DATASET START

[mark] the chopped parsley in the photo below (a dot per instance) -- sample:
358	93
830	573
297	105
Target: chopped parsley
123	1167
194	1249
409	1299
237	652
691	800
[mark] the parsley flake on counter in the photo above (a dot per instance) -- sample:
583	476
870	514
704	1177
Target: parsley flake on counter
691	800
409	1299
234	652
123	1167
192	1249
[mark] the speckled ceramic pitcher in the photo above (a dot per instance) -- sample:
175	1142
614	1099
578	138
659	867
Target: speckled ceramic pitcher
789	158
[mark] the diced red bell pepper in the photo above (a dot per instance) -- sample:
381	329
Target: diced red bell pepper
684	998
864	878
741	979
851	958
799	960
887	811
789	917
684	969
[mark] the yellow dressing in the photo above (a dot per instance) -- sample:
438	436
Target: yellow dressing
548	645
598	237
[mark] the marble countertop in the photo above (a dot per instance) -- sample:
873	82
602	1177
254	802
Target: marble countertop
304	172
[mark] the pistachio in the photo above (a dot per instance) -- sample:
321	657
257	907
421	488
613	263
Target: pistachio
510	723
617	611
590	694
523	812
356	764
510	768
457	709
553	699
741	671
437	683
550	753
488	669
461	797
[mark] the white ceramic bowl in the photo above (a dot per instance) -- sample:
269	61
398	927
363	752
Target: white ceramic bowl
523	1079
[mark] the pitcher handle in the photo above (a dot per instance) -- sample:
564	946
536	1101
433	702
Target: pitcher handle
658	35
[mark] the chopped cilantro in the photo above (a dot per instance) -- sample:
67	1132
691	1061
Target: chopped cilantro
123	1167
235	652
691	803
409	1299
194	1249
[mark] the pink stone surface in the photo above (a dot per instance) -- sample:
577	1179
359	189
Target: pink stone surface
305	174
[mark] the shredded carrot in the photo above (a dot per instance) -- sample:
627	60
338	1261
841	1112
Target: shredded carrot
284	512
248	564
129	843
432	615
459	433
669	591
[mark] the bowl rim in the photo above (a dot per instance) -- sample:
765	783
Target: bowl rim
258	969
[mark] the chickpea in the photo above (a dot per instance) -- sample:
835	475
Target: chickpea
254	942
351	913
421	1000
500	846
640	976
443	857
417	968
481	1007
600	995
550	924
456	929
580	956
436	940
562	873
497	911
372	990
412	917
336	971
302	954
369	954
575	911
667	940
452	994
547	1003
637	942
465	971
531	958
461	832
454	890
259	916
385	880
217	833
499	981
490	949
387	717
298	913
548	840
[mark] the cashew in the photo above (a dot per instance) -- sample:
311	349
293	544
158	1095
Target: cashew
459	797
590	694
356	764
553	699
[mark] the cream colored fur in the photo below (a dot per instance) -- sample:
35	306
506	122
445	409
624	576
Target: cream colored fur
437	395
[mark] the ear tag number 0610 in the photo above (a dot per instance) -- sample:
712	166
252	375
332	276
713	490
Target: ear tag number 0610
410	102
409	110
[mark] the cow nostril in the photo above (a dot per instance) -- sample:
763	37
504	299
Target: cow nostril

DATASET END

[PROBLEM DESCRIPTION]
Set down the entries above again, word for word.

[ANSWER FOR THE TASK]
[mark] the chopped parsley in the photo below (a dot per instance) -- sample:
358	93
830	573
297	105
Target: chopped parsley
123	1167
194	1249
409	1299
237	652
691	800
[mark] the parsley flake on counter in the photo above (a dot per instance) -- sample:
583	476
870	514
704	1177
Target: parsley flake on counter
691	800
409	1299
234	652
123	1167
192	1249
[mark] the speckled ceramic pitcher in the photo above (a dot per instance) -- sample:
175	1142
614	1099
578	138
659	867
Target: speckled ceramic pitcher
789	158
[mark] the diced red bell pepper in the photo above (a dot per instance) -- sample:
381	329
Target: diced red bell pepper
684	998
864	878
741	979
851	958
799	960
887	811
789	917
684	969
[mark] the yellow dressing in the photo above (a dot per instance) -- sample:
438	436
Target: yellow dressing
548	645
598	237
[mark] the marble countertop in the photo above (a dot per instance) -- sample:
873	82
602	1177
254	802
Target: marble countertop
304	172
[mark] the pistachio in the photo above (a dot per instance) -- sample:
321	657
257	907
421	488
613	263
Target: pistachio
510	723
617	611
590	694
523	812
356	764
510	768
457	709
553	699
741	671
437	683
550	753
488	669
461	797
[mark] the white ceramic bowl in the photo above (a dot per instance) -- sample:
269	61
398	927
363	752
Target: white ceramic bowl
523	1079
[mark] the pitcher handle in the photo above (a dot per instance) -- sample:
564	946
536	1101
433	702
Target: pitcher handle
658	35
[mark] the chopped cilantro in the photo above (a dot per instance) -- sample:
67	1132
691	1061
Target: chopped cilantro
123	1167
235	652
691	803
409	1299
194	1249
[mark] the pink stone surface in the photo above (a dot per instance) -- sample:
577	1179
359	189
Target: pink stone surface
305	174
[mark] the shredded carrot in the photo above (a dot per instance) -- sample:
627	60
338	1261
841	1112
Target: shredded carrot
284	512
248	564
129	843
432	615
459	433
669	591
[mark] the bowl rim in the photo above (a dot per instance) -- sample:
765	783
Target: bowl rim
258	969
[mark] the chickpea in the photo above (a dot per instance) -- sample:
835	475
Target: chickpea
254	942
351	913
421	1000
500	846
640	976
443	857
417	968
481	1007
600	995
550	924
456	929
580	956
436	940
562	873
497	911
372	990
412	917
336	971
302	954
369	954
575	911
667	940
452	994
547	1003
637	942
465	971
531	958
461	832
454	890
259	916
385	880
217	833
499	981
490	949
387	717
298	913
548	840
[mark] the cashew in the photo above (a dot per instance) -- sample:
311	349
293	544
158	1095
Target: cashew
459	797
590	694
356	764
553	699
[mark] the cream colored fur in the photo below (a dot per instance) -- sample:
35	306
506	122
445	409
624	576
Target: cream colored fur
437	395
[mark] the ear tag number 0610 in the photo above (a dot per instance) -- sample:
712	166
252	375
332	276
713	490
Target: ear tag number 0610
410	102
409	110
[mark] the cow nostril in the photo above (a dot per instance) -- sample:
763	37
504	299
Target: cow nostril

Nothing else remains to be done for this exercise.